Identify every line below that contains the string "then" and copy each one out in full. Case counts.

*** Opening Exercise inputs ***

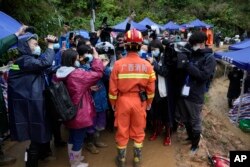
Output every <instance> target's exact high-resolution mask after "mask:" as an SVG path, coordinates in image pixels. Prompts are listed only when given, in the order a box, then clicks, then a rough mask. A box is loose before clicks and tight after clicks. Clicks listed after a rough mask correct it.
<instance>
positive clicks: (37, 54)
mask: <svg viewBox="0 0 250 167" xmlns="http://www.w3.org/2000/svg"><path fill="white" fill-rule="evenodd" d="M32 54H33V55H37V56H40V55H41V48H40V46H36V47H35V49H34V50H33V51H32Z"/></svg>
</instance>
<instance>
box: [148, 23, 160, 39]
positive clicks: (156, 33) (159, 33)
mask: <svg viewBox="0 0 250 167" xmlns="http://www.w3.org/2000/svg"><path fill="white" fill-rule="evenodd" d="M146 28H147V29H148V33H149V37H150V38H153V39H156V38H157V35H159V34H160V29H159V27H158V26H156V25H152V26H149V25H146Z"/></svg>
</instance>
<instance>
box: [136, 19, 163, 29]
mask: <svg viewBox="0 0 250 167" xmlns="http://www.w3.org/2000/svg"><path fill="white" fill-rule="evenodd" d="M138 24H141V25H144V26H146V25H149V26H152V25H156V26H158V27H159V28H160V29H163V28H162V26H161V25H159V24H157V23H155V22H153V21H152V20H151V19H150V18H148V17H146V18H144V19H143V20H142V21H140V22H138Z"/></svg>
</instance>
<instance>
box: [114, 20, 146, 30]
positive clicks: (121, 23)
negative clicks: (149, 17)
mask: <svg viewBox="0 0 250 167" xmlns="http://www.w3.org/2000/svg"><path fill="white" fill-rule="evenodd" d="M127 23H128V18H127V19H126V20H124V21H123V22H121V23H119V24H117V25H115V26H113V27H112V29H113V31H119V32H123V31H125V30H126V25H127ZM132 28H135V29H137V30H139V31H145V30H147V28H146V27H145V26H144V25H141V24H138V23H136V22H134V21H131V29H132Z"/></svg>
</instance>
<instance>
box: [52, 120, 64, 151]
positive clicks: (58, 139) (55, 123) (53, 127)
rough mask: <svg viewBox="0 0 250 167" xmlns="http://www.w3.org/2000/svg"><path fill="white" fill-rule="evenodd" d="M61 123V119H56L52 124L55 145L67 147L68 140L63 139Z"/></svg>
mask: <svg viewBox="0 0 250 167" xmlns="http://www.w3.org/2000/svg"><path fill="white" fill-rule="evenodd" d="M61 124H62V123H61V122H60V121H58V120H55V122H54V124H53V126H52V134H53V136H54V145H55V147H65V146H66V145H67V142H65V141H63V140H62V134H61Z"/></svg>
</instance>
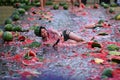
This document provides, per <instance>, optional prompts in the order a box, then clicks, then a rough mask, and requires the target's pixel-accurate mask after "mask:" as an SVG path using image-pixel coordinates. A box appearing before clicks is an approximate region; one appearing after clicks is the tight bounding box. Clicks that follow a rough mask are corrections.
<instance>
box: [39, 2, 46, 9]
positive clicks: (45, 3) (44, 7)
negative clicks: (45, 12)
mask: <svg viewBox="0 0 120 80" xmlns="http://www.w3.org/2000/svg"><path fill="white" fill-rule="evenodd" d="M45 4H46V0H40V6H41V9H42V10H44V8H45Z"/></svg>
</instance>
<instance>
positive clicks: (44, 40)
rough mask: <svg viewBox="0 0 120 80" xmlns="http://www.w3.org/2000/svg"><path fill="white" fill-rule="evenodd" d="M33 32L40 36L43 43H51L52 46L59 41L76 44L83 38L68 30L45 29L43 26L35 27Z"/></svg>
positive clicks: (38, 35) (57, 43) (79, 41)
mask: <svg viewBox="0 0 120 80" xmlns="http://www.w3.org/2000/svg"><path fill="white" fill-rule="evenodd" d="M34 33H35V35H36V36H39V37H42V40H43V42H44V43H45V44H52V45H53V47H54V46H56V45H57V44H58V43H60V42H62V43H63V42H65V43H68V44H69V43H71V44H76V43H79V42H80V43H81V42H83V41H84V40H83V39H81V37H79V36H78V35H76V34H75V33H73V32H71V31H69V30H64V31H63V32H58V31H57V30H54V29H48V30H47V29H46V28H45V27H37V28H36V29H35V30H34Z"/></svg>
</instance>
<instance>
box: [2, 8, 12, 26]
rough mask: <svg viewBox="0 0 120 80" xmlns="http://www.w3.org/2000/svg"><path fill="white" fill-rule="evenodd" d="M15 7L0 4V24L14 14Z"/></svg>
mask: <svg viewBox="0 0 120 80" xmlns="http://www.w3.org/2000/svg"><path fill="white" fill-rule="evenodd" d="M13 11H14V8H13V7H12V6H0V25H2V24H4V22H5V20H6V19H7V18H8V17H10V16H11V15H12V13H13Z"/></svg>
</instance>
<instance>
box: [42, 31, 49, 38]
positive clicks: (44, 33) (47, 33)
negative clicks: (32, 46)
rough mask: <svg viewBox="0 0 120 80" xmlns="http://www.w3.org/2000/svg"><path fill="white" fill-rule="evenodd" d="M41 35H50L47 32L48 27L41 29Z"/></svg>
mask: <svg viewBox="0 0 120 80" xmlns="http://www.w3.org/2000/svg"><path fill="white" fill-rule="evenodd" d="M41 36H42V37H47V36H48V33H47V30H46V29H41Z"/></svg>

*** Closing Exercise inputs ***

**Answer to the exercise:**
Output every <instance> target's exact high-resolution mask after "mask:" as an SVG path, coordinates in image pixels. Prompts are listed only when given, in the order a box, then clicks, then a rough mask. A box is loose before clicks and tight after clicks. Clicks listed after a rough mask correct it.
This document provides, per <instance>, optional prompts in the order a box, then clicks, then a rough mask, and requires the target's pixel-accurate mask after "mask:" as an SVG path using image-pixel coordinates. A box appearing before clicks is an approximate region; one appearing after clicks is the tight bounding box. Clicks that follow a rough mask are corrections.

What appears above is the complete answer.